### The exercise
Write out every record in full, exactly as written, please.

### Exercise data
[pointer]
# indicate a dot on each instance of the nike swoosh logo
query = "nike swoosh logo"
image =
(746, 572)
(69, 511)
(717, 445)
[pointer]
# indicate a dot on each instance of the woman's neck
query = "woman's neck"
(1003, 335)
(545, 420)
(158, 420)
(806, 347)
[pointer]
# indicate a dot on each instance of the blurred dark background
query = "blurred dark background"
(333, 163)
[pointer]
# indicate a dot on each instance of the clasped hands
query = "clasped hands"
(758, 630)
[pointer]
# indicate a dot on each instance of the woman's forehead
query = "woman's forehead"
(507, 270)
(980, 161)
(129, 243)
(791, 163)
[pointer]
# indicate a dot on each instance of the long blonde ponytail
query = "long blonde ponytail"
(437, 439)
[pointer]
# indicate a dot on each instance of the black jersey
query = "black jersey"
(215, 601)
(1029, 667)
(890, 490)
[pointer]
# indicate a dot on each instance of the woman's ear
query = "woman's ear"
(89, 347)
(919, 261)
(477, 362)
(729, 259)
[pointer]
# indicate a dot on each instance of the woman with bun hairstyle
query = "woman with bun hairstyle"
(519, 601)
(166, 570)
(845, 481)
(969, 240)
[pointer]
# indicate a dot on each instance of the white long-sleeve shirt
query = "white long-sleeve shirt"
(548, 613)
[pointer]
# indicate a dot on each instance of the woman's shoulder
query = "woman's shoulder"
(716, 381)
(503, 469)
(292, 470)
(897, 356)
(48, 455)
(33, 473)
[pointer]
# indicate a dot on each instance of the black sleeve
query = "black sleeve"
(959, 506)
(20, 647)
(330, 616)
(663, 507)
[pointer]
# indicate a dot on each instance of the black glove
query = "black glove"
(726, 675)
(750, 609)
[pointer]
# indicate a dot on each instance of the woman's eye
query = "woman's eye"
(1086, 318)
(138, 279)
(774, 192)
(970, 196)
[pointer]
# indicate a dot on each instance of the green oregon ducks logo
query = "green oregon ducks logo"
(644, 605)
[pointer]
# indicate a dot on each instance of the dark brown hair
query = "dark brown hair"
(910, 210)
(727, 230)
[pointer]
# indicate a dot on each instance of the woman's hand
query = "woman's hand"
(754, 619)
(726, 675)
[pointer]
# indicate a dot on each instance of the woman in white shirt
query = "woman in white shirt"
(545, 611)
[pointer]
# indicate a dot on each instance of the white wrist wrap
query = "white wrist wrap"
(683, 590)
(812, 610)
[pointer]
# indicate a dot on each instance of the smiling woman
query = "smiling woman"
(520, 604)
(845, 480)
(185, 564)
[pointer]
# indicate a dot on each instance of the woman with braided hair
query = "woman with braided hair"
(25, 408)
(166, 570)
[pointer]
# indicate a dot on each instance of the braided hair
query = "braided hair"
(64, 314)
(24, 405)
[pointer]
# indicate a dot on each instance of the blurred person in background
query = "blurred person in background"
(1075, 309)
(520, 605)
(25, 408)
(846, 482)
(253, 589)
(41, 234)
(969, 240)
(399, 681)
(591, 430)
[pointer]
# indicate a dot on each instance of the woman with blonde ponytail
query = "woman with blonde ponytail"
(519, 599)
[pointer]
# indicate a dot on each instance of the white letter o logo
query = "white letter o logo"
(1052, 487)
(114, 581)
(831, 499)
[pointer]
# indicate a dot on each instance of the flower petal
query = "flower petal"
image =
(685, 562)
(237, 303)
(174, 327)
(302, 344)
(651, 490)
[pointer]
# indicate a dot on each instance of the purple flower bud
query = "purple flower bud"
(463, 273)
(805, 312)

### Exercise result
[pointer]
# indicate a dot on each instance of the nike swoosh logo
query = "nike swoosh logo"
image =
(746, 572)
(69, 511)
(717, 445)
[pointer]
# indicate a dot on each instance of the woman's neck
query = "woman's neck"
(1003, 335)
(545, 420)
(158, 420)
(806, 347)
[pointer]
# indicate a dot on each instance of the blurred dark background
query = "blurred dark background"
(333, 163)
[pointer]
# indicate a dot on each instance of the clasped hands
query = "clasped hands"
(758, 630)
[pointer]
# indicate a dot on each instance of the woman's forehead
query = "woman's forehead"
(507, 270)
(980, 161)
(129, 243)
(791, 163)
[pointer]
# indicate a dot on each instance of the long blonde ponytail
query = "long blonde ponytail"
(437, 439)
[pointer]
# indicate a dot on each instance of the black jersey
query = "black jersey"
(215, 601)
(1029, 667)
(890, 490)
[pointer]
# indicate a dot on each instance of the woman's ear
query = "woman's ear"
(89, 347)
(919, 261)
(477, 362)
(729, 259)
[pointer]
# indicate a dot on each instance of the woman with bun hairstyle
query = "woman with bun hairstyle"
(519, 601)
(166, 570)
(845, 481)
(969, 240)
[pointer]
# indicate a dot on each instance of the white long-sleeve shirt
query = "white long-sleeve shirt"
(548, 613)
[pointer]
# indicate a dot on each instance of the woman's shoulder
query = "woman's shoulder"
(716, 381)
(503, 469)
(292, 470)
(897, 356)
(48, 455)
(33, 473)
[pointer]
# indicate a dot on each instance of the black sleeve
query = "black sleeve"
(959, 506)
(20, 647)
(330, 616)
(663, 507)
[pointer]
# indicate a dot on each instance of the black glove
query = "black glove"
(726, 675)
(750, 609)
[pointer]
# indicate a dot on each instance of the woman's eye
query = "woman's eye"
(1086, 318)
(138, 279)
(774, 192)
(970, 196)
[pointer]
# indicate a dot on each instance of the green oregon ducks logo
query = "green oregon ducks logo"
(644, 605)
[pointer]
# indicate a dot on each instance of the dark brown hair
query = "dark brown hair"
(910, 210)
(727, 230)
[pointer]
# indicate a dot on each instance of the woman's hand
query = "woman's hand"
(754, 619)
(726, 675)
[pointer]
# indicate a dot on each instance of the woman in white shirt
query = "woman in white shirt"
(545, 611)
[pointer]
# indicate a dot on each instance of the white wrist wrap
query = "white wrist wrap"
(683, 590)
(812, 610)
[pointer]
# indicate a dot on each instance of the smiling woman
query = "smiling woman"
(520, 604)
(845, 480)
(185, 564)
[pointer]
# indicate a dot on each instance of the woman with braided hair
query = "woman with braided hair"
(25, 408)
(166, 570)
[pointer]
# indicate a dot on each instance of the braided hair
query = "braided hair"
(64, 314)
(24, 405)
[pointer]
# indicate a dot on each instance of the blurred person in background
query = "blurred person in background"
(1075, 309)
(520, 605)
(25, 408)
(846, 482)
(253, 589)
(41, 234)
(969, 240)
(399, 681)
(591, 430)
[pointer]
# indicate a dot on each instance of the woman with blonde ponytail
query = "woman with blonde ponytail"
(519, 599)
[pointer]
# indicate a dot on each instance of the white letter o logo
query = "white letter o logo"
(1052, 487)
(114, 581)
(831, 499)
[pointer]
# indicate a dot on each instance of the flower petal
query = "flower petal"
image =
(685, 562)
(237, 303)
(174, 327)
(302, 344)
(651, 490)
[pointer]
# indicate a dot on each instance of the purple flower bud
query = "purple flower bud"
(463, 273)
(805, 312)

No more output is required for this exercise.